Yeah, absolutely. When you’re making the film, you’re trying to steer away from anything that exists already and trying to make it original and different. Yes, those (Ghibli) films, then the Disney films growing up, and even films like “Mr. Smith Goes to Washington” and “It’s a Wonderful Life,” those were the influences. That and a film called “The Station Agent,” written and directed by Tom McCarthy, who ended up writing on this one.

What about the “Lost World” stuff? Did you watch old serials and adventures?

Yeah, we watched “Lost Horizon,” where it is Shangri-la out in snow-covered Tibetan mountains. We ended up pulling most of it from our travels down there [in Venezuela], the real-life stuff we saw and experienced is just so fantastic and wild that’s really where the design and even the story ideas came from. They said there’s two types of weather there: It’s either raining or about to rain. And it changes every five minutes. So a lot of the things, seeing those strange rock shapes emerging out of the mist we had (in the film), those were pulled right out of the experiences we had up there.

There’s a real economy of story in “Up.” Other storytellers would have given Carl’s balloon house creation more lead time, but you go right into it. Is that from editing meetings or just the way you helped write it?

### Objectives
**1)** Would you copy these lines from the records below word for word, beginning at the line that has "Would you point out the concrete sidewalk" and stopping after the line that has "(1014, 300)"?
**2)** Could you resume the interview about the making of "Up," picking up right after its last line?

### Rows
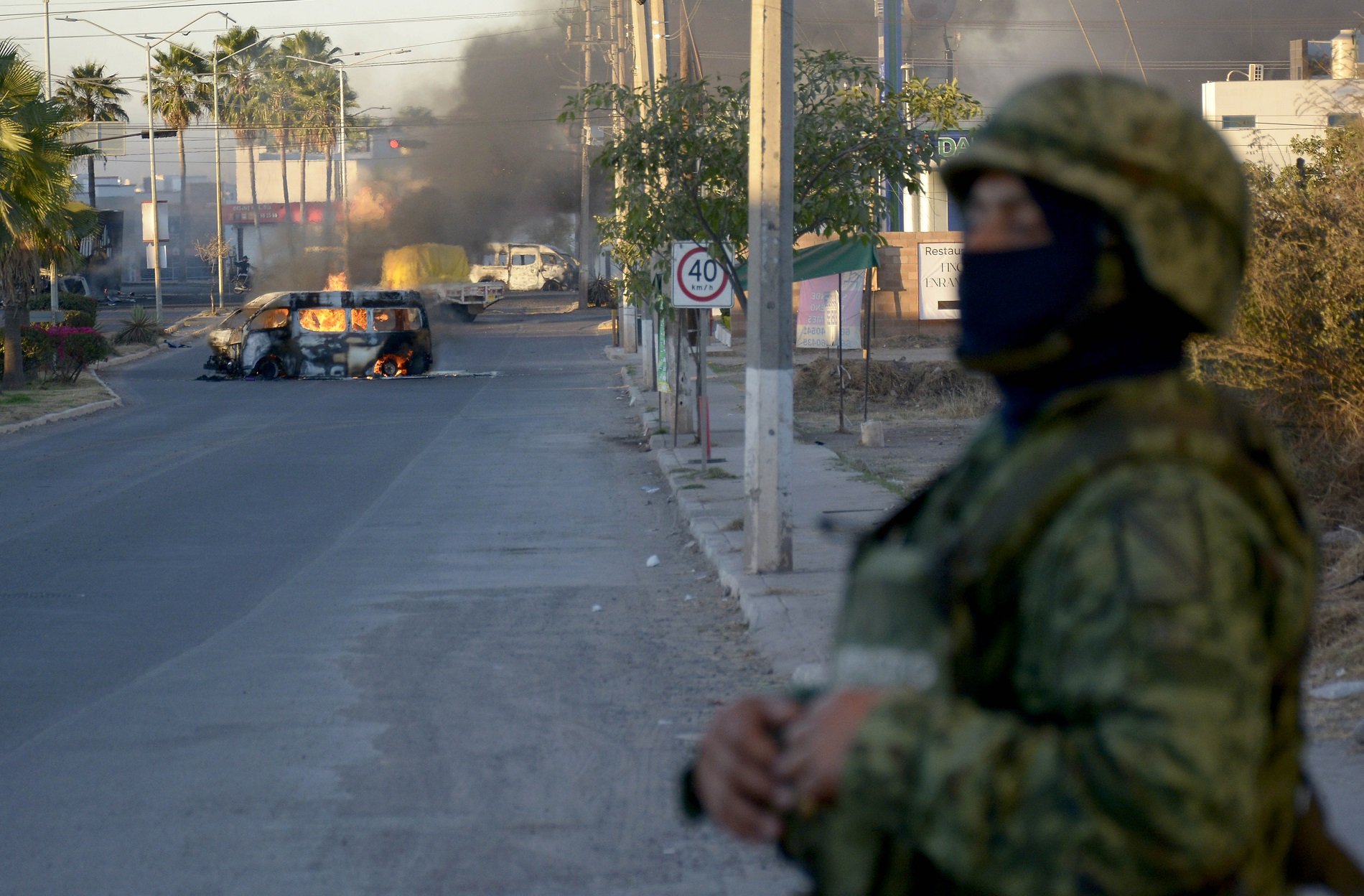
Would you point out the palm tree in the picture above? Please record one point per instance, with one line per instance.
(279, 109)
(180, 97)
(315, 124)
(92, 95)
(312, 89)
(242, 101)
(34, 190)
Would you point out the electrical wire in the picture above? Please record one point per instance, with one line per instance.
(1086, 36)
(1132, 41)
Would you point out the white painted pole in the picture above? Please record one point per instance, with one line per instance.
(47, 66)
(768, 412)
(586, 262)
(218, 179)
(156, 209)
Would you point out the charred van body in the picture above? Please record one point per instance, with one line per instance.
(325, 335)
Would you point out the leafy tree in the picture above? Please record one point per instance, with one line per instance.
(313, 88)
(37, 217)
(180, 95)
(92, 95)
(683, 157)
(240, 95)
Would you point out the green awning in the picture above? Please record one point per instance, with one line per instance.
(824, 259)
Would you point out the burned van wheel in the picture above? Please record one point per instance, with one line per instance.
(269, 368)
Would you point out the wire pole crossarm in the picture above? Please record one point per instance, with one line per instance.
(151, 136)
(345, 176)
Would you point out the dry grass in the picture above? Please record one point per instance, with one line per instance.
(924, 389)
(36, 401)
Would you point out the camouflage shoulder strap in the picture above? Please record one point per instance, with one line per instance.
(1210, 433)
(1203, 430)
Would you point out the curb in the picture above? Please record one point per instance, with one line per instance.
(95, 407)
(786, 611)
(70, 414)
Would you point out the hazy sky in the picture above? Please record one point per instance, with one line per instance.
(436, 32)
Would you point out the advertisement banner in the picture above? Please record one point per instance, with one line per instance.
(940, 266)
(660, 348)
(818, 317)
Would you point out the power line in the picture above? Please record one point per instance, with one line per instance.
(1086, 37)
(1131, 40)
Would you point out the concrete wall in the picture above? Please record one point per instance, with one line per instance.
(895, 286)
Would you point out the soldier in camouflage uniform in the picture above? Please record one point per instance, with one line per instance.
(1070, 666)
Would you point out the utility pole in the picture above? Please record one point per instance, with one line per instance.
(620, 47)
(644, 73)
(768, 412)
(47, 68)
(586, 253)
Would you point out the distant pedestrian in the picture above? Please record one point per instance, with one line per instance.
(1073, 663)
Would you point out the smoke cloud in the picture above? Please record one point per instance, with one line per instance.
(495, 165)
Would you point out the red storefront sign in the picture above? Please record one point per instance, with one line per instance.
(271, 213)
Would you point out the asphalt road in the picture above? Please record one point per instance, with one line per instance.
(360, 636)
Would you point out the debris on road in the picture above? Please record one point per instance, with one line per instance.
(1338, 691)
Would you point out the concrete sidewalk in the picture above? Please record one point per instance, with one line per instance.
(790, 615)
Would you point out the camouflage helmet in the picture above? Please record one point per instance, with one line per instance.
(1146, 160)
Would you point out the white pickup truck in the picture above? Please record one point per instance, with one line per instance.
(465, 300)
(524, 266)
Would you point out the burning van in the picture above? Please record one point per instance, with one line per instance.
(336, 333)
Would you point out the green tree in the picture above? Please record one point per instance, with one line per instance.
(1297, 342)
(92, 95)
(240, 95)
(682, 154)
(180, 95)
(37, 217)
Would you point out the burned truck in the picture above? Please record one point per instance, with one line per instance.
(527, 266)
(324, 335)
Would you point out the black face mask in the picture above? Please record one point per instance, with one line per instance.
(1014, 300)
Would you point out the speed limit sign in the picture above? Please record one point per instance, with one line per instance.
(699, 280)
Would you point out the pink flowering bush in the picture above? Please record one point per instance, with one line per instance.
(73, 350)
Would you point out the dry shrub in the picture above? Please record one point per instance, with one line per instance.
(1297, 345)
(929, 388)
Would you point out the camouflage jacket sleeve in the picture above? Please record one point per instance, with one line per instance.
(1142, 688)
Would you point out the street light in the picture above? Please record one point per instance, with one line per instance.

### Answers to the problems
**1)**
Would you point out the concrete sidewalk in the picture above? Please record one point per instance, with one line per instance.
(790, 615)
Would you point out the camouflage helmet in the picture above? Please record one point per instance, with one line per instance.
(1146, 160)
Would you point out the white pickup truck in the picture above? Please record one point per instance, with one line per instance.
(465, 300)
(524, 266)
Would you point out the burning van in the picture above? Please record one point per instance, with one line per instance.
(336, 333)
Would you point out the green tree in the picture above? Please record one point per instance, with one line per instance.
(1297, 342)
(92, 95)
(240, 95)
(682, 154)
(180, 95)
(37, 217)
Would you point out the burned truck in the picture above? Please record one point per instance, with one line per instance.
(527, 266)
(324, 335)
Would you point out the black face mask in the picture above? Please record one point per instance, with one line per instance.
(1014, 300)

**2)**
There’s a lot of discussion when we show the film, which is part of the process here at Pixar. We edit the whole thing together as a story reel. It’s drawings, so it’s relatively cheap compared to a production coming up, and that way we can get a sense for the film and how it’s gonna play, and we bring all of the directors, from John Lassiter, Andrew Stanton, Brad Bird and everybody who’s working on other stuff, drag them in and make them watch the movie. Then we sit around and have discussions. There was a lot of talk about “gee, (the balloons) come out of nowhere,” we need to set it up. But there’s a good element of being ahead of the audience and a surprise there that adds to, it’s sappy to say but the magic, the ethereal experience you have as you’re floating through this city. I felt like that was necessary. There was something about the surprise of that and the movement from potential loss, right into escape, that felt like where we needed to go.

What are the pitfalls of a typical “old man learns about life from boy” story, and how did you avoid them?

In a way, an early problem was the opposite, because there was so much bizarre, weird stuff that people, I think, did not feel that “this is old hat,” but “where’s the familiar?” It was the married life sequence where the emotion of that landed us on some sort of solid ground to go forward. As for the relationship between kid and the old man, Bob (Peterson) and I watched as many types of those films as we could, trying to figure out what’s cliché. I guess the only answer is to just try to make the characters as unique and individual as possible. The big thing we’re trying to make sure is, if you were to stop the film anywhere along the way, the audience should not feel they know where this is going.

Was the metaphor of Carl towing his house full of memories, which is just brilliant, there from the beginning?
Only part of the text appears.